*** EXERCISE TEXT Section Begins ***
To ensure correctness, use assert()
checks on mock properties like mock.call_args
, mock.call_args_list
, mock.mock_calls
, and mock.call_count
.
Note that mock.mock_calls
and mock.call_args
return a mock._Call
object which is a wrapped tuple object. The correct way to interact with it is call[0]
which returns a tuple of the value args passed (i.e. suitable for use with *args
) and call[1]
returns the keyword args passed (i.e. suitable for use with **kwargs
)
For example:
mocked_object = mocker.patch('RestThing.client.ThingClient')
args, kwargs = mocked_object.do_something.call_args
assert(isinstance(args[0], MyClass))
If you need to mock configuration, do not attempt to edit app.config directly. This will fail for extensions like the backend, which initialize only at app creation time. Instead, mutate the configuration via pytest decorator:
@pytest.mark.options(CONFIG_VAR='value')
When a mocked class is instantiated (common in the Azure SDKs), be sure to use mock chaining (mocked_client.return_value
) to ensure you retrieve the Mock
instance created as a result of the instantiation. For example the BatchServiceClient
might be mocked, but running client = BatchServiceClient()
results in a new mock (that mocked_client.return_value
returns).
If you do not do mock chaining per above, call tracking behavior will fail since e.g. BatchServiceClient().job.add
is actually being called on the new mock from instantiation, not mocked_client
.
Here's a concrete example of what won't work:
def test_initialize_pool(self, app, mocker):
mocked_batch_client = mocker.patch('azure.batch.batch_service_client.BatchServiceClient')
compute_backend.backend._initializePool()
# fails, since we are operating on the mocked client class, not the Mock instance consumed by the target code
assert(mocked_batch_client.pool.add.call_count == 1)
This example does work:
def test_initialize_pool(self, app, mocker):
mocked_batch_client = mocker.patch('azure.batch.batch_service_client.BatchServiceClient')
compute_backend.backend._initializePool()
# this retrieves the new Mock instance returned by BatchServiceClient() in the target code, so it succeeds
assert(mocked_batch_client.return_value.pool.add.call_count == 1)
*** EXERCISE TEXT Section Ends ***
(TO DO):
a: In the mocking notes above, why should configuration not be changed by editing app.config directly? Answer in one to three sentences.
b: List every mock property that the mocking notes recommend checking with assert().
c: According to the mocking notes, what does call[1] return?
*** DATASET EXCERPT Section Begins ***
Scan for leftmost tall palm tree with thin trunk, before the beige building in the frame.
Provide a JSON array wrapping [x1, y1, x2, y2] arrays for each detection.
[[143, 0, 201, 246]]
*** DATASET EXCERPT Section Ends ***
(OUTPUTS IN ORDER):
a: Editing app.config directly fails for extensions like the backend, because they initialize only at app creation time. The configuration should be mutated through the pytest decorator instead.

b: mock.call_args, mock.call_args_list, mock.mock_calls, mock.call_count

c: It returns the keyword args passed, suitable for use with **kwargs.